--- Text shown ---

☆ ☆ ☆ ☆

Once the updates are uninstalled, there is still the matter of having at least 3 GB of data on the drive that doesn’t need to be there. The easiest way is to get to your C:\, right-click on it, select Properties.
In the window that appears, select Disk Cleanup. That runs a program that will analyze files that could be deleted to free up drive space. In the bottom left of that results window, select Clean up system files. That reruns the analysis looking for system files, too. It’s in the Windows Update Cleanup where all of the Windows 10 files are hidden, if they already were downloaded.
On my computer, I had 6.9 GB of files already downloaded. Finish the clean-up process by clicking OK and you can close out of the remaining windows.
There is a computer program written to automatically do this for a user, but when I last checked, it only addressed KB3035583. The above method is the more manual way of getting it done, but then I am assured all of the offending updates are removed.
The following information is for geekier people, so I won’t take the time with step-by-step instructions with screen snapshots.
While the above process works, it certainly is not the way to go for companies with many computers. For those situations, I’ve been deploying WSUS, which some would argue I should have done previously anyway. Having multiple clients and networks to administer, I used to do this, but found that approving/declining updates was a tedious task and clients pay for my time and internet bandwidth is abundant here, so I just let Windows Update do its thing automatically. For the few that did have WSUS already deployed, their installations were set to automatically approve critical updates anyway, so I didn’t see the big point in taking the time and charging my clients for me to deploy WSUS. Well, now that has changed.
I deploy WSUS and a GPO. I then install the free version of PDQ Inventory from Admin Arsenal. I get a list of computers from the Active Directory, then I run an inventory. While that is taking place, I create a dynamic collection.
As computers complete their inventory, this dynamic collection is populated with the machines it finds to have KB3035583 installed. Actually, I run the dynamic collection in order of the KB numbers that I uninstall manually.
Once the inventories are completed and the dynamic collection is settled, I highlight the machines, then go to Tools, then run a Remote Command. The remote command is pretty close to what I did manually on the machines, except I add /quiet /norestart at the end.

☆ ☆ ☆ ☆

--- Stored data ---

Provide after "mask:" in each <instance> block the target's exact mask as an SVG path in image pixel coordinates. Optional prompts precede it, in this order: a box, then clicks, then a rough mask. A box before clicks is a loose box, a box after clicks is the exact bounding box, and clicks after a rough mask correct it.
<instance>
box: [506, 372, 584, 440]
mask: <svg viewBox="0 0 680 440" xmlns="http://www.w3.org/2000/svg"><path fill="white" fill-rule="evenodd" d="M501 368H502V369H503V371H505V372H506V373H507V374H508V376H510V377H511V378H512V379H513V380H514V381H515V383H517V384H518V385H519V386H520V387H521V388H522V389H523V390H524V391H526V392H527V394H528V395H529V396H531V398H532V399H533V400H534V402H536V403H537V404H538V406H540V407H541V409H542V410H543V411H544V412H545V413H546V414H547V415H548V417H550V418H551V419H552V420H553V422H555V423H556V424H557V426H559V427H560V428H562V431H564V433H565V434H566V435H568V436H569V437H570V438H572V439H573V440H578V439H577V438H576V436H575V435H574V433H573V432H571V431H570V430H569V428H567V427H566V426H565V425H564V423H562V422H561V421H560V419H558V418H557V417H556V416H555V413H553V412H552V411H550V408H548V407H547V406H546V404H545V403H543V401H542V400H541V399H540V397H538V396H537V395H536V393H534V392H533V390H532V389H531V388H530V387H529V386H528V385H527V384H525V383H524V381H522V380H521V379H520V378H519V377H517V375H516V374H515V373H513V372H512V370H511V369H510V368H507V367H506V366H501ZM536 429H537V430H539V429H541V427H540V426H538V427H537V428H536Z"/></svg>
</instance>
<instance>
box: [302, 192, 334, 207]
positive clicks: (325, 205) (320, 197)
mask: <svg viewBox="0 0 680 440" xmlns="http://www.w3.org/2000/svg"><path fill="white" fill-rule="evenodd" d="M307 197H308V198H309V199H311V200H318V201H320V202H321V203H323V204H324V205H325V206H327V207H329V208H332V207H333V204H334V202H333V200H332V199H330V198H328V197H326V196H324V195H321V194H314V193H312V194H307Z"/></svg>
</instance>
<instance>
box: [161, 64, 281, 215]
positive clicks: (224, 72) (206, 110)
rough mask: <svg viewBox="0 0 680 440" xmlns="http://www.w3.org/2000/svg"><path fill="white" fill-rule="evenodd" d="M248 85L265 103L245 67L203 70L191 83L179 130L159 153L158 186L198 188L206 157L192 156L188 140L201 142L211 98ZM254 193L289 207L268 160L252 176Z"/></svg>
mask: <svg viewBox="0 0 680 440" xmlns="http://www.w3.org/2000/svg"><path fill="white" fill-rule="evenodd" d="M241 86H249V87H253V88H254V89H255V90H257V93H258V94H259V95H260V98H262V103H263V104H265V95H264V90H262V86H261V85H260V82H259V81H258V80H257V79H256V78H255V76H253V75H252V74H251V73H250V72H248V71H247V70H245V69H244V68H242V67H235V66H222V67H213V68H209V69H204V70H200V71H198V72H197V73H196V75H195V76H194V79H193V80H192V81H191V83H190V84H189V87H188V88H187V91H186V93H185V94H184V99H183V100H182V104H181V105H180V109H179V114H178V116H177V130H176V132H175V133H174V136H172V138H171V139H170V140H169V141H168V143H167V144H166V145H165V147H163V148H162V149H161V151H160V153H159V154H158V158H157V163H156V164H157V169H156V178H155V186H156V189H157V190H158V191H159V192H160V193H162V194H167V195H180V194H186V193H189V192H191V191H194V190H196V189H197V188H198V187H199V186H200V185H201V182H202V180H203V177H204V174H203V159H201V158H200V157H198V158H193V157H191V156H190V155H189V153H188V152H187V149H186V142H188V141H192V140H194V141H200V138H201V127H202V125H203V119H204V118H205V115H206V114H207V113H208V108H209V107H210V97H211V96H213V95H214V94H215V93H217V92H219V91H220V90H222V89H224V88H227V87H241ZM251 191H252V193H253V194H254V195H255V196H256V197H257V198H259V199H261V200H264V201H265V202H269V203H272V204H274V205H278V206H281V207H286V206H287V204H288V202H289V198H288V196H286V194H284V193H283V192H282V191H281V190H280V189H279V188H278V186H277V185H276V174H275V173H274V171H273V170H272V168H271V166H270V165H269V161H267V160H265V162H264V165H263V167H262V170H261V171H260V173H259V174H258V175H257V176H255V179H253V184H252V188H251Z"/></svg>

☆ ☆ ☆ ☆

--- Set of tasks ---
1/ In the text shown, what is added to the end of the remote command that is run on the selected machines?
2/ Quote the text shown, starting with "As computers complete" and going on through "I uninstall manually.".

--- Numbered answers ---
1/ /quiet /norestart

2/
As computers complete their inventory, this dynamic collection is populated with the machines it finds to have KB3035583 installed. Actually, I run the dynamic collection in order of the KB numbers that I uninstall manually.